■ PROBLEM TO SOLVE ■
If a line in the records below holds the word "beak", copy it.

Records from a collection
┄┄┄┄┄┄┄┄┄┄┄┄┄┄┄┄┄┄┄┄

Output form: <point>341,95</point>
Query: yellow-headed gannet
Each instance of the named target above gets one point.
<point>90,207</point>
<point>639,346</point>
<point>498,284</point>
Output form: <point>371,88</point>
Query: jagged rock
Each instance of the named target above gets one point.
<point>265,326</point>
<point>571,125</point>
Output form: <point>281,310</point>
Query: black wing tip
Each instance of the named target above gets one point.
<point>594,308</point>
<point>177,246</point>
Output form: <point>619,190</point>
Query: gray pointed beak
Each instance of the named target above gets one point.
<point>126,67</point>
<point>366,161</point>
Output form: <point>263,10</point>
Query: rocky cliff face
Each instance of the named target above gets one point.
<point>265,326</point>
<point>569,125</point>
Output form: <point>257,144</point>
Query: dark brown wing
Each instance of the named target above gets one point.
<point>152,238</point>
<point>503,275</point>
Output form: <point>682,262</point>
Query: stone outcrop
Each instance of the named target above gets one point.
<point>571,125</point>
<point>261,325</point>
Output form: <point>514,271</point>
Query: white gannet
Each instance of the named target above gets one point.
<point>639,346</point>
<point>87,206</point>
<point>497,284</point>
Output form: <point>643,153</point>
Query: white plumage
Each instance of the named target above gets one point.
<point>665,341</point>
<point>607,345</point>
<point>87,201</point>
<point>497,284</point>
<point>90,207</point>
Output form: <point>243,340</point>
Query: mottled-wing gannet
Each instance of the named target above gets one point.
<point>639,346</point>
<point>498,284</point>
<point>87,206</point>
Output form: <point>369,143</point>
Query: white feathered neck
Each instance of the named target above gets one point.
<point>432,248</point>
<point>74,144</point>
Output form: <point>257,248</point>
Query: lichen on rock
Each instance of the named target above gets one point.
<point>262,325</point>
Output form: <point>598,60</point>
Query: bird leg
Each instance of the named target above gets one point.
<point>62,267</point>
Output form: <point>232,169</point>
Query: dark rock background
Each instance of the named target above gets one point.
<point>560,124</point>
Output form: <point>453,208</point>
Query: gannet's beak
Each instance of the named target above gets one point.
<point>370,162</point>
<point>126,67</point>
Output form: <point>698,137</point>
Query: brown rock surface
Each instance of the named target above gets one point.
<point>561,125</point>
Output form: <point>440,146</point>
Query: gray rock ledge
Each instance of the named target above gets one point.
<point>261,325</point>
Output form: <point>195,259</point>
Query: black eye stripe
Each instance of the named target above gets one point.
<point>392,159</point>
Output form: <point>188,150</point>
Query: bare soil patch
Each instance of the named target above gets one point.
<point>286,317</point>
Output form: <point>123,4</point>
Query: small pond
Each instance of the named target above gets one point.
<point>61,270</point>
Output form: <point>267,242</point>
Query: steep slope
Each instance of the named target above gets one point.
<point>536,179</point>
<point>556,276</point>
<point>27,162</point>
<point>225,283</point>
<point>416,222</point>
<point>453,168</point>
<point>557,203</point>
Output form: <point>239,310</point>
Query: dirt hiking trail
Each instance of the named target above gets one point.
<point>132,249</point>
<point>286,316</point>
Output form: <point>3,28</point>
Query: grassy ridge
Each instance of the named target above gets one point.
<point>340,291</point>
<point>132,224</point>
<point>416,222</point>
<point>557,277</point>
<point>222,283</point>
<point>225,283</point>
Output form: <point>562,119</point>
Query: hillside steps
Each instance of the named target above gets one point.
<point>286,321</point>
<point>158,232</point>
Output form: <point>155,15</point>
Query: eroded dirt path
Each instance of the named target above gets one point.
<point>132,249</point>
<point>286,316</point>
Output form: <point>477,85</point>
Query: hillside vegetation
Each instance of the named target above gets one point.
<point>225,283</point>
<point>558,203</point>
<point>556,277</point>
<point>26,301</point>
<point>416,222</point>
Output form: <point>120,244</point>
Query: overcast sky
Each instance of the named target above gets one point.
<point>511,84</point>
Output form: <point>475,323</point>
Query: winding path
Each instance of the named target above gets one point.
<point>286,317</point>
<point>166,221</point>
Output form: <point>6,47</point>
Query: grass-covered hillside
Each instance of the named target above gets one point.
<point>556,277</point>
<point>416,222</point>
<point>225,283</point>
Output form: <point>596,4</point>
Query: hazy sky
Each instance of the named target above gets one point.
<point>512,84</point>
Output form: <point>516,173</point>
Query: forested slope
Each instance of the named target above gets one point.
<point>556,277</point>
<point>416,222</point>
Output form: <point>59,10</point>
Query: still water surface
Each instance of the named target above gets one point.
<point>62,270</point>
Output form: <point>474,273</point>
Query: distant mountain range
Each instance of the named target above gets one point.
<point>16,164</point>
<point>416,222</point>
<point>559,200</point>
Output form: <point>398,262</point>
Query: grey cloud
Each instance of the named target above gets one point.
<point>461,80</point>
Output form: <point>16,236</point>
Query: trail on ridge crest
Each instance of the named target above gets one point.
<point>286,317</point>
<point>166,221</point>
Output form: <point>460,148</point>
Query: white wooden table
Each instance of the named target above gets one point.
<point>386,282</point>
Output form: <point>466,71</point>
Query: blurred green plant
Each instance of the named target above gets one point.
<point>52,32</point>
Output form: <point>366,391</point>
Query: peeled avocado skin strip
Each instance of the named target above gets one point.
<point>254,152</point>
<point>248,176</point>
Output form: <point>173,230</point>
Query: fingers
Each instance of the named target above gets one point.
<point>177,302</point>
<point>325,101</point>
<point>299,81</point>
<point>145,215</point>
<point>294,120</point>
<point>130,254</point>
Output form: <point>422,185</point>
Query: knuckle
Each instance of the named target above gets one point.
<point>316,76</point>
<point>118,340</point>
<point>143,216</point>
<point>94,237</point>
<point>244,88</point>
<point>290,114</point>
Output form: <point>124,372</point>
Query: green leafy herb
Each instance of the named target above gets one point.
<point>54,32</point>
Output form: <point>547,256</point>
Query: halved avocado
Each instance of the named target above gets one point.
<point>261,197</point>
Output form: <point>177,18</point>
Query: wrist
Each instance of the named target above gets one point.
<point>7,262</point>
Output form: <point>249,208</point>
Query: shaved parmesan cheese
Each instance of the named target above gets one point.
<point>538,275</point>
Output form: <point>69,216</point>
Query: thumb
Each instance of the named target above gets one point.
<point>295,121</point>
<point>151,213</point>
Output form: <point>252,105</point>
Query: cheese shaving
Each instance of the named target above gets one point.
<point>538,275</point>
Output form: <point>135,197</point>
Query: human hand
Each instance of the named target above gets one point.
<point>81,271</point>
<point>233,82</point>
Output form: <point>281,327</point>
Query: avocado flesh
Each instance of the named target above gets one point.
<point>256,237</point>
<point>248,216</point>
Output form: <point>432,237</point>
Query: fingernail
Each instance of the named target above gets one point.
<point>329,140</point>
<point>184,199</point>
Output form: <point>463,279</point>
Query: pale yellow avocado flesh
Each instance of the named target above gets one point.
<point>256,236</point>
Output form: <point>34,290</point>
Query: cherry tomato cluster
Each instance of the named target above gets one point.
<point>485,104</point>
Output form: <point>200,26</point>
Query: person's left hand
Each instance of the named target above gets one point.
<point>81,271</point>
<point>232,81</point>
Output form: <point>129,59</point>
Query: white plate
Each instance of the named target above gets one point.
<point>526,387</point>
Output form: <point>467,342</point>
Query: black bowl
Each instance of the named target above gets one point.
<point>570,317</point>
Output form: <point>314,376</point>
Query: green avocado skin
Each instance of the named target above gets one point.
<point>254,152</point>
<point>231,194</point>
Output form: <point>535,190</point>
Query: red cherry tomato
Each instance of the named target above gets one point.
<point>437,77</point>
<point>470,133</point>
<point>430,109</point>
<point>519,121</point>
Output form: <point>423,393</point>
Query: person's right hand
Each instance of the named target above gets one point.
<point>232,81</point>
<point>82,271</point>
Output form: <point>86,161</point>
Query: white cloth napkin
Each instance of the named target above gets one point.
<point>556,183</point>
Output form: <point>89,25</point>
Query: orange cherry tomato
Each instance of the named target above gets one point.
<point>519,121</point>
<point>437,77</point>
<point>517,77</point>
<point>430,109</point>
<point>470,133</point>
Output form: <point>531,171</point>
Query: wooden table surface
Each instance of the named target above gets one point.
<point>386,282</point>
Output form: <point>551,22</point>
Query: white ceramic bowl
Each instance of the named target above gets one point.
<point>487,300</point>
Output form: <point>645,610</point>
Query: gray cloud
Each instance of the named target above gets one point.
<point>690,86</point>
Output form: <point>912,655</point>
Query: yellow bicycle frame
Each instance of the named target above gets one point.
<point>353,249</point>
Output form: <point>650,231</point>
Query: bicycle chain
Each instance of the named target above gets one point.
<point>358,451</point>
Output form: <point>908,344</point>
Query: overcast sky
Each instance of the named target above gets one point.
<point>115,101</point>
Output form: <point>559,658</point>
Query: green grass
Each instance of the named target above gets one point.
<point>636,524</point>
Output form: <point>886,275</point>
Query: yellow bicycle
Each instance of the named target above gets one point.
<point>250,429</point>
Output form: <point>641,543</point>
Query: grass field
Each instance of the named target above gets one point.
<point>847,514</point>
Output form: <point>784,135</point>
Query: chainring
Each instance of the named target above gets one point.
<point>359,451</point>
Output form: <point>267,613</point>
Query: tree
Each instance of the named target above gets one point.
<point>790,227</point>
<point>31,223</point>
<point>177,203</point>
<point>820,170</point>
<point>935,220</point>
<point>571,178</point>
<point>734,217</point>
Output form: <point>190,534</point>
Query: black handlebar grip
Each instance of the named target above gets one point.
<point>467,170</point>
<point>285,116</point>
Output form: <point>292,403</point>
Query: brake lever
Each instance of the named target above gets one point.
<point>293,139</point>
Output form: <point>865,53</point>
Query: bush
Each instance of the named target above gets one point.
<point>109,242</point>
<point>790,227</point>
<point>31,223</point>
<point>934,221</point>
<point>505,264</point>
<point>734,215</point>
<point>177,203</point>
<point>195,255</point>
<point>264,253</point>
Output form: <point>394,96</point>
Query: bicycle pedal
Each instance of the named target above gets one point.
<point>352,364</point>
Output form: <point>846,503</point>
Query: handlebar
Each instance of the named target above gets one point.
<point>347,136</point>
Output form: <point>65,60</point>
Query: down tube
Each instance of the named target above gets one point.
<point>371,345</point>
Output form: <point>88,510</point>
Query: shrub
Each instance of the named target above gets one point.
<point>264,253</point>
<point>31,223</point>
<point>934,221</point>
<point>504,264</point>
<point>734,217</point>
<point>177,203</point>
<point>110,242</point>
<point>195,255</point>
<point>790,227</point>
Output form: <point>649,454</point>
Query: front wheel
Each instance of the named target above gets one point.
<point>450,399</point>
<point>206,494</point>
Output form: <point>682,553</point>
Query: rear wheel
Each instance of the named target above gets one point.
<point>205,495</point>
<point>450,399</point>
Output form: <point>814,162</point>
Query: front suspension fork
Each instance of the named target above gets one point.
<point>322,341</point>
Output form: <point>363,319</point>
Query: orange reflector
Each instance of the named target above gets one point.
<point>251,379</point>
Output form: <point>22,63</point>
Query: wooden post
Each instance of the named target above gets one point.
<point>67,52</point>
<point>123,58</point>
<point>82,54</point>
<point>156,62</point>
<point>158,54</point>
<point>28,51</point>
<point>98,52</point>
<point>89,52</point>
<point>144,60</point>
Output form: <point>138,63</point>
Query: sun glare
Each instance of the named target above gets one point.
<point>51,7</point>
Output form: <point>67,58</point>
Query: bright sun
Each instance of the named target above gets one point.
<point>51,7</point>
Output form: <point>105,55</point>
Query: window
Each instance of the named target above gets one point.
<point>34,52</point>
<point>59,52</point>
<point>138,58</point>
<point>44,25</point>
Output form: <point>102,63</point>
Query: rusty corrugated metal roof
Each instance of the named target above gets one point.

┄┄┄┄┄┄┄┄┄┄┄┄┄┄┄┄┄┄┄┄

■ EXERCISE ANSWER ■
Query: gray pointed beak
Query: gannet's beak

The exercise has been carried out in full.